>> Begin Passage
Let us illustrate this by deriving the cost function for ML for some
general supervised learning task. Again, we suppose we have the dataset
\(\mathcal{D}\) defined above. We assume that each point has been drawn
from the identical distribution that every other point has been sampled
from but independently from any other data point (known as i.i.d.). In
ML learning, we seek to maximise the likelihood of the data. That is,
the probability of the data given the parameters or
\(p(\mathcal{D}|\theta)\). Because the data is i.i.d. we can write this
as
$$
\begin{align}
p(\mathcal{D}|\theta)
&= \prod_{n=1}^N p(x^{(n)}, y^{(n)}|\theta)\\
&= \prod_{n=1}^N p(y^{(n)}|x^{(n)}, \theta) p(x^{(n)}|\theta).
\end{align}
$$
Now since we only care about modelling \(p(y^{(n)}|x^{(n)}, \theta)\),
we don't really need to care about modelling \(p(x^{(n)}|\theta)\) i.e.
we don't care how the input data is distributed, we only care about
how the output data is distributed *given the input data*.
Therefore, we can say that \(p(x^{(n)}|\theta) = p(x^{(n)})\). This means
that
$$
\begin{align}
p(\mathcal{D}|\theta) &\propto \prod_{n=1}^N p(y^{(n)}|x^{(n)}, \theta)
= l(\theta).
\end{align}
$$
This is equivalent to maximising the log probability because log is a
strictly monotonically increasing function, so the parameters that
maximise the log of the likelihood, are also the parameters that
maximise the likelihood. So, by taking logs we get
$$
\begin{align}
L(\theta) &= \sum_{n=1}^N \log p(y^{(n)}|x^{(n)}, \theta)
\end{align}
$$
and by making different modelling assumptions for the parametric family
of distributions that \(p(y^{(n)}|x^{(n)}, \theta)\) is modelled by, we get
different well known supervised models (e.g. logistic regression,
linear regression, neural networks, etc.).

Another reason this can be tough is because each parametric model that
is chosen to model a probability density has its own *inductive
bias*. The inductive bias of a model is the set of assumptions the
model inherently makes, which make it hard for it to model data that
does not satisfy these assumptions.
For example, imagine trying
to model a uniform distribution with a Gaussian. This would always
be a bad fit. For one, the Gaussian has
an infinite support (the interval in which the density is
non-zero), whereas the uniform distribution has a finite support. Also,
the Gaussian has a single mode and decays square-exponentially away
from it, whereas the uniform distribution takes two distinct values:
0 and 1. The image below illustrates this. The Gaussian was fit by
minimising the KL divergence (I'll probably do another post on this at
some point) and by clicking on the button below you can see how this
is done.
>> End Passage
Instructions:
(A) Transcribe the maximum likelihood passage from "Another reason this" up to and including "satisfy these assumptions.".
(B) Render this sentence from the maximum likelihood passage into French: "The inductive bias of a model is the set of assumptions the model inherently makes, which make it hard for it to model data that does not satisfy these assumptions."
(C) Resume the maximum likelihood passage after its final sentence and carry the discussion further.
>> Begin Collected data
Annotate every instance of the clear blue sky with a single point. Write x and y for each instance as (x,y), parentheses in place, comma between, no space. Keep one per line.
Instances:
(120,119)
>> End Collected data
Answers by task:
(A)
Another reason this can be tough is because each parametric model that
is chosen to model a probability density has its own *inductive
bias*. The inductive bias of a model is the set of assumptions the
model inherently makes, which make it hard for it to model data that
does not satisfy these assumptions.

(B) Le biais inductif d'un modèle est l'ensemble des hypothèses que le modèle formule intrinsèquement, ce qui lui rend difficile la modélisation de données qui ne satisfont pas ces hypothèses.

(C)
So, to model arbitrary data, we need to have
models that are flexible enough so as to not make very stringent
assumptions. One common assumption made by many models is that the
density is *smooth* everywhere i.e. the gradient at any point
has some maximum magnitude. This is not always true (the uniform
distribution is again an example where this is not the case, as the
gradient at 0 and 1 does not even exist), but we
seem to believe that it is the case for many densities.

To derive the best fit Gaussian to a Uniform distribution, we can
minimise the KL divergence between the two distributions. Let \(p\) be
the probability density function of the uniform distribution and \(q\)
be the probability density function of the Gaussian. Then we have
$$
\begin{align}
\text{KL}(p || q) &= \int p(x) \log \frac{p(x)}{q(x)} dx
\\
&= \int_{0}^{1} \log \frac{1}{q(x)} dx
\\
&= \int_{0}^{1} \frac{1}{2} \log 2\pi \sigma^2 dx +
\int_{0}^{1} \frac{1}{2\sigma^2} (x - \mu)^2dx
\\
&= \frac{1}{2} \log 2\pi \sigma^2 +
\frac{1}{2\sigma^2} \int_{0}^{1} x^2 - 2\mu x + \mu^2 dx
\\
&= \frac{1}{2} \log 2\pi \sigma^2 +
\frac{1}{2\sigma^2} \left[\frac{x}{3} - \mu x^2 -\mu^2 x \right]\Big|_0^1
\\
&= \frac{1}{2} \log 2\pi \sigma^2 +
\frac{1}{2\sigma^2} \left[\frac{1}{3} - \mu -\mu^2 \right].
\end{align}
$$
Now, if we want to minimise this KL divergence, we just take the
derivative with respect to the parameters (\(\mu, \sigma^2\)) and set
them to zero to get a couple of equations and solve for the parameters,
as such
$$
\begin{align}
\frac{\partial \text{KL}(p || q)}{\partial \mu} &= -1 + 2\mu_* = 0,\\
\frac{\partial \text{KL}(p || q)}{\partial \sigma^2} &=
\frac{1}{2\sigma^{2}_*} - \frac{1}{2(\sigma^{2}_*)^2}\frac{1}{12} = 0.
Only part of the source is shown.